WHAT IS BEING ASKED: Update the listing below by putting "Can you locate" wherever "Can you find" appears. Leave everything else unchanged.

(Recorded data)
## Begin

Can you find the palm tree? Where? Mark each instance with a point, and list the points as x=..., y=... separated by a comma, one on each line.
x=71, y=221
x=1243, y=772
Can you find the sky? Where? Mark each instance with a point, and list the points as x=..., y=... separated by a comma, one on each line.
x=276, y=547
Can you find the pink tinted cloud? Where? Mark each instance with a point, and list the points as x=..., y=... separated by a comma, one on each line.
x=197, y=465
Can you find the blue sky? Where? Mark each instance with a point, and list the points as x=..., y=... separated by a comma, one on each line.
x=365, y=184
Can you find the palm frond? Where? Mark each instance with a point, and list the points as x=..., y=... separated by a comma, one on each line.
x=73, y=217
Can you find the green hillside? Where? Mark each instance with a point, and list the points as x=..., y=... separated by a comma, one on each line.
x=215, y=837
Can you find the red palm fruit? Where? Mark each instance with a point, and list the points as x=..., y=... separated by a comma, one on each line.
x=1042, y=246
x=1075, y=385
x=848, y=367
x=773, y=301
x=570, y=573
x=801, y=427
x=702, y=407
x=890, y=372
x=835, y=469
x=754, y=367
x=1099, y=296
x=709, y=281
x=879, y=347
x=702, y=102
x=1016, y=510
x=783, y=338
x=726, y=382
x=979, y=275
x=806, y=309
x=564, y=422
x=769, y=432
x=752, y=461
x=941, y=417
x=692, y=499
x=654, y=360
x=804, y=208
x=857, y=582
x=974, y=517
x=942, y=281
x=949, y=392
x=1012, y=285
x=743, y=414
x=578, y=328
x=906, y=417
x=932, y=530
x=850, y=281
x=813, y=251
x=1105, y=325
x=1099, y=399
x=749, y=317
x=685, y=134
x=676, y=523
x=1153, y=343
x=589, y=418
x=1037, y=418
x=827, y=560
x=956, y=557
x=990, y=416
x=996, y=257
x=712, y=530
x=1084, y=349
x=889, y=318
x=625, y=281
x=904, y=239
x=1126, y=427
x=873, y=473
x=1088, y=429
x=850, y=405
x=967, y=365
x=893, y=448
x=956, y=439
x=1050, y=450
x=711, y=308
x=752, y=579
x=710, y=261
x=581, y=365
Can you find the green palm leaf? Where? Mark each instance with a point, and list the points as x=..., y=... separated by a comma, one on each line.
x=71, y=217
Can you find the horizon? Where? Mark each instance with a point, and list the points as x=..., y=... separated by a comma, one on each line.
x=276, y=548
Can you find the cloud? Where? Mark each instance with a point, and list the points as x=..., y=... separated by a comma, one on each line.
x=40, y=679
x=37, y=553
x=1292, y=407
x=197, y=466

## End

EXERCISE OUTPUT:
Can you locate the palm tree? Where? Mark each instance with a point, and list the points as x=..., y=... separated by a comma, one on each line.
x=71, y=221
x=1243, y=772
Can you locate the sky? Where? Mark each instance with a point, and list the points as x=..., y=... separated by a comma, one on each line.
x=276, y=547
Can you locate the pink tinted cloud? Where? Mark each instance with a point, and list the points as x=..., y=... separated by a comma, one on each line.
x=197, y=465
Can you locate the blue sky? Where? Mark each instance with a point, and list the points as x=..., y=... separated by a comma, one on each line.
x=365, y=184
Can you locate the palm frond? Where? Mark each instance with a point, and list the points as x=..., y=... separated by a comma, one on each line.
x=73, y=217
Can you locate the green hillside? Where? Mark each instance with a point, and list the points as x=..., y=... separated by a comma, one on each line.
x=215, y=837
Can you locate the red palm fruit? Where? Mark each instance with a point, and list the points as x=..., y=... separated by a comma, one on each line.
x=1042, y=246
x=1075, y=385
x=848, y=367
x=773, y=301
x=570, y=573
x=801, y=427
x=702, y=407
x=890, y=372
x=835, y=469
x=754, y=367
x=1099, y=296
x=709, y=281
x=879, y=347
x=702, y=102
x=1016, y=510
x=783, y=338
x=726, y=382
x=979, y=275
x=806, y=309
x=564, y=422
x=769, y=432
x=752, y=461
x=941, y=417
x=692, y=499
x=654, y=360
x=804, y=208
x=857, y=582
x=974, y=517
x=942, y=281
x=949, y=392
x=1012, y=285
x=743, y=414
x=578, y=328
x=906, y=417
x=932, y=530
x=850, y=281
x=813, y=251
x=1105, y=325
x=1099, y=399
x=749, y=317
x=685, y=134
x=676, y=523
x=1153, y=343
x=589, y=418
x=1037, y=418
x=827, y=560
x=956, y=557
x=990, y=416
x=996, y=257
x=712, y=530
x=1084, y=349
x=889, y=318
x=625, y=281
x=904, y=239
x=1126, y=427
x=873, y=473
x=1088, y=429
x=850, y=405
x=967, y=365
x=893, y=448
x=956, y=439
x=1050, y=450
x=711, y=308
x=752, y=579
x=710, y=261
x=581, y=365
Can you locate the green palm leaf? Where? Mark each instance with a point, and list the points as x=..., y=... separated by a comma, one on each line.
x=71, y=217
Can you locate the horizon? Where? Mark each instance with a point, and list the points as x=..., y=... separated by a comma, one on each line.
x=276, y=548
Can you locate the cloud? Where? Mark each instance with a point, and list the points as x=..., y=... separated by a comma, one on each line.
x=40, y=679
x=37, y=553
x=1292, y=407
x=197, y=466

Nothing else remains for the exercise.